▸ PROBLEM
Return each line of the records below that contains the word "small", copied in full.

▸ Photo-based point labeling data

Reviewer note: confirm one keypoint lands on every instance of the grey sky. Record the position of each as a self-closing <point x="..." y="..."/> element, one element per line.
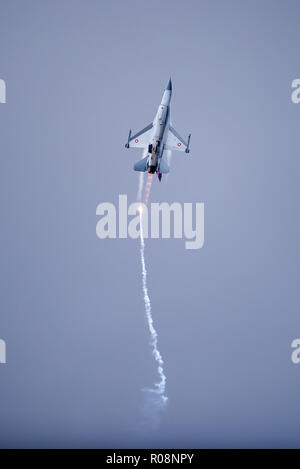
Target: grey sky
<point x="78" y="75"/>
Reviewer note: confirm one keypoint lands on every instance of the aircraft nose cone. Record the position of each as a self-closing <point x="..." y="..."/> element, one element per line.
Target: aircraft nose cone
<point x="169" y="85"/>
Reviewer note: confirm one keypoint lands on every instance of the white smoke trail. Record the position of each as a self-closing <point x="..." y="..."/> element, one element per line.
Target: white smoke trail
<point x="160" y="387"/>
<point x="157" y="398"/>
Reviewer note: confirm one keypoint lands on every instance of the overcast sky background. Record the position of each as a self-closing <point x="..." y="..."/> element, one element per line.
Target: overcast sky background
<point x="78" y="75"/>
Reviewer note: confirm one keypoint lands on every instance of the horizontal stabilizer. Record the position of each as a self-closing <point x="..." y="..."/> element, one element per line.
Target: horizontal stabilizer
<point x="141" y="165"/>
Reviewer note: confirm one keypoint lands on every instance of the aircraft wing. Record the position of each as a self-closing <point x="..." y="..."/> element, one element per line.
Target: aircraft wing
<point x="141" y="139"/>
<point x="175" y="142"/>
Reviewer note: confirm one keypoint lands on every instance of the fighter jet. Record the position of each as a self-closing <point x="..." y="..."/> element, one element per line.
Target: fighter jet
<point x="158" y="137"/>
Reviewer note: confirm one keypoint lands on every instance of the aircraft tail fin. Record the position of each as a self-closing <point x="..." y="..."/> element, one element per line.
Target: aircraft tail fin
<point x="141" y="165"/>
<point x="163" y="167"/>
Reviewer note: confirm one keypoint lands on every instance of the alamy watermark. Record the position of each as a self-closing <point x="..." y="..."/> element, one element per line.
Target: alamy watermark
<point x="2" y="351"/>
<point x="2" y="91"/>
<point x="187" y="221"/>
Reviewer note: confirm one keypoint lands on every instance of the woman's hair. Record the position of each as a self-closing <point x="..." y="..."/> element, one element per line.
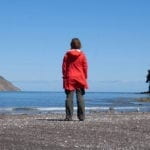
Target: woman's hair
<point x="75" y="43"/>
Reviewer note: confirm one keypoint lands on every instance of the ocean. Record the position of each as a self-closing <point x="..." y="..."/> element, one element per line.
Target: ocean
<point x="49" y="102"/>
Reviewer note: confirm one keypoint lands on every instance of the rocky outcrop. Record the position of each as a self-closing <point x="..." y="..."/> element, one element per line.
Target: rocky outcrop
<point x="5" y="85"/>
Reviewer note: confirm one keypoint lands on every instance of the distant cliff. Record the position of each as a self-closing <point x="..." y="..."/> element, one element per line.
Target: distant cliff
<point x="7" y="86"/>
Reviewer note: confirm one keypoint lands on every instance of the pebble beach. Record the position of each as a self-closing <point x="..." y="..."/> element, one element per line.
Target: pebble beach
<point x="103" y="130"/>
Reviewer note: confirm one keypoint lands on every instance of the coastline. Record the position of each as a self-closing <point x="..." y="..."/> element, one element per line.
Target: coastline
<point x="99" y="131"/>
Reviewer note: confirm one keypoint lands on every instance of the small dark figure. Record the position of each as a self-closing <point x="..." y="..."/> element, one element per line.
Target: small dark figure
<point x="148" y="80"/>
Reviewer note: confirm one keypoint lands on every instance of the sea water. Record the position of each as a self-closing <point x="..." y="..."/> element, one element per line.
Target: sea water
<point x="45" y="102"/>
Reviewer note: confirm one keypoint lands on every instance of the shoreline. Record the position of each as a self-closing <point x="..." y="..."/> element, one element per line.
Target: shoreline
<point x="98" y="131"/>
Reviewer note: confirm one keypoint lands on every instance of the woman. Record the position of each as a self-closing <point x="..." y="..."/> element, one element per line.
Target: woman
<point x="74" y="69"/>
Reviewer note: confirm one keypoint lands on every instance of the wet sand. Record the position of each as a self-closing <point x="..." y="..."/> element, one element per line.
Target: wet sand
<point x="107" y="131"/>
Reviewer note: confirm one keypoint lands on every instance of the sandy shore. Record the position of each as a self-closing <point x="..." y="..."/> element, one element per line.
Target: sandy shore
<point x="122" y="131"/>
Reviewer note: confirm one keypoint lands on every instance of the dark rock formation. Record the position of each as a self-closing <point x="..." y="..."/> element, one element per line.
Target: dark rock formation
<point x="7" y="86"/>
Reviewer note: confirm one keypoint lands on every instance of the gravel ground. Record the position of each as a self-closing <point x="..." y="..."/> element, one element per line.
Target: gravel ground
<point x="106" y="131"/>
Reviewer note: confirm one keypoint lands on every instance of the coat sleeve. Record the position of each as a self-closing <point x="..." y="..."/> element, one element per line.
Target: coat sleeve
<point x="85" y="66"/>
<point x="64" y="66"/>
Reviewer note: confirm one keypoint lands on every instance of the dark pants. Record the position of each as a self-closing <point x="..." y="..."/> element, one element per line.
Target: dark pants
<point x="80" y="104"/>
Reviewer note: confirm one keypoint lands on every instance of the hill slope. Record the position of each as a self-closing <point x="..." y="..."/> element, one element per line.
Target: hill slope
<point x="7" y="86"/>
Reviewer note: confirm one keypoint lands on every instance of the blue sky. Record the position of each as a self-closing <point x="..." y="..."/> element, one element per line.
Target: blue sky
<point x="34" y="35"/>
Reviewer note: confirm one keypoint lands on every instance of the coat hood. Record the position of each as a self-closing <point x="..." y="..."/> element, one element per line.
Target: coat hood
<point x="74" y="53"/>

---

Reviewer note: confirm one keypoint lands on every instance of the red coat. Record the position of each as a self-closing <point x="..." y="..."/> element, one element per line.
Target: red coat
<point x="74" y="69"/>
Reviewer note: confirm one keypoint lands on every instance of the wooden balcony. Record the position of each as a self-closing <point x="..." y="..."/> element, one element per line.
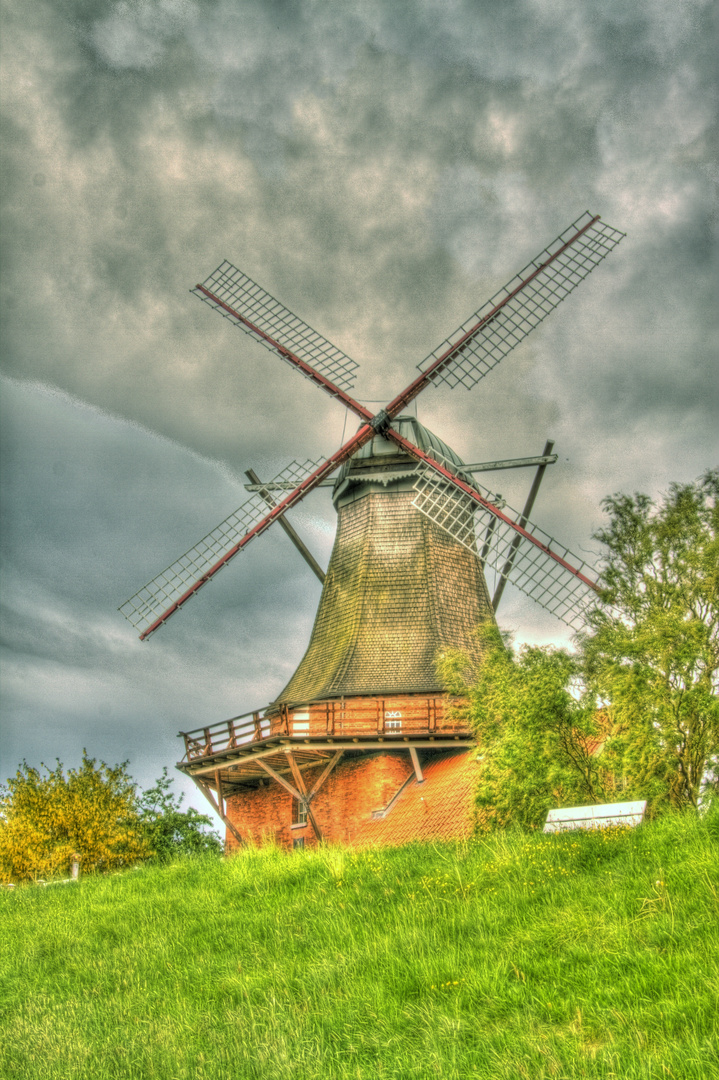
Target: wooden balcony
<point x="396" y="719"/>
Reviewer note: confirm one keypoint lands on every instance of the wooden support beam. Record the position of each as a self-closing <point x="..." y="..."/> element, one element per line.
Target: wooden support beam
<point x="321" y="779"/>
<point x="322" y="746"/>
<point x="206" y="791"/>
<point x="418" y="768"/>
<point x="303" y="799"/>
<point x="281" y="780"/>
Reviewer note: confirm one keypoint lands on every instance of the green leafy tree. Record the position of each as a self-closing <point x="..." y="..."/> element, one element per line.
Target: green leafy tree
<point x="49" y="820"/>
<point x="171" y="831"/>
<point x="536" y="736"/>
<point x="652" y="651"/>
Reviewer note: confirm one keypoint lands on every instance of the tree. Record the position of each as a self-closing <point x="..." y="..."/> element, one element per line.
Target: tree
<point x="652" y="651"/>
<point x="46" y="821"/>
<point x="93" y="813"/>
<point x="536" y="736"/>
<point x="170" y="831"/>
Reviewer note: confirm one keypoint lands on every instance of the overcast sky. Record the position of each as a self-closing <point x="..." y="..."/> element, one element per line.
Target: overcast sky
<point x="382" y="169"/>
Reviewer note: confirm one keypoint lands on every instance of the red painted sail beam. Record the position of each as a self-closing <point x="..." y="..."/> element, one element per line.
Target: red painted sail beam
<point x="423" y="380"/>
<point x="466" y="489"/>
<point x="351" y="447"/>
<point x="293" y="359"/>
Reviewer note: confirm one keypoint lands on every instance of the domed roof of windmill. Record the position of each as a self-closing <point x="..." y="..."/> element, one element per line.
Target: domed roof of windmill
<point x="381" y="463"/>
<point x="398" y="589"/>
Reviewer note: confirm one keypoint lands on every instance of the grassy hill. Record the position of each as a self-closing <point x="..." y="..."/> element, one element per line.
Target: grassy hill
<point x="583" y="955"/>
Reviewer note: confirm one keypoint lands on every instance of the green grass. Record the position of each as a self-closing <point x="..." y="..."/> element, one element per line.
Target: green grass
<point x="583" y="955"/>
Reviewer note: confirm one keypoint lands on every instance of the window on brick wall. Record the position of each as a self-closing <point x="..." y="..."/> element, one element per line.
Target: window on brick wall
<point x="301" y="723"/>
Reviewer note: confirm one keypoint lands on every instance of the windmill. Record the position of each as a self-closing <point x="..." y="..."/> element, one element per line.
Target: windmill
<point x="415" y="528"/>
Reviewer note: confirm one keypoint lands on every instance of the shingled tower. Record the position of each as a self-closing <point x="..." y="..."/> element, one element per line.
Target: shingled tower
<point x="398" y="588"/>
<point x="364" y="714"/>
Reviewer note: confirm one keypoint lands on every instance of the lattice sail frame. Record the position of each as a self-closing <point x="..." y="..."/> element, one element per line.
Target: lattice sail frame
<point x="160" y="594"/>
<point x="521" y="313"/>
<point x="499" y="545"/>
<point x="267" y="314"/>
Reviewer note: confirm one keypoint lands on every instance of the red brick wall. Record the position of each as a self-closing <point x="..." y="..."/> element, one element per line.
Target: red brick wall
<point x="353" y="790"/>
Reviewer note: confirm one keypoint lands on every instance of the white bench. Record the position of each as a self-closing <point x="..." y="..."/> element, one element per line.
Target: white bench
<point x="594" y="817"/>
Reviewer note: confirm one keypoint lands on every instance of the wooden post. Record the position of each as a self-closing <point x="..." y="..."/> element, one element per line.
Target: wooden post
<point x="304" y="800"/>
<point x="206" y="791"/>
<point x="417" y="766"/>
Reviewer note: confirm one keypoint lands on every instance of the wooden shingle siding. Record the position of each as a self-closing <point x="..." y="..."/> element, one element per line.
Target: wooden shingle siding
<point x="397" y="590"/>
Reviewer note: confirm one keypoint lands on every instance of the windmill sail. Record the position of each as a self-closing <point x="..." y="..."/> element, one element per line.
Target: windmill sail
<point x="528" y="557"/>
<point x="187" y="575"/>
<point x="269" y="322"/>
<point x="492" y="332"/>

▸ ANSWER
Reviewer note: confirm one keypoint lands on every instance of the small dark figure. Record the position of each as a self-closing <point x="..." y="..."/> element, one element per line.
Target: small dark figure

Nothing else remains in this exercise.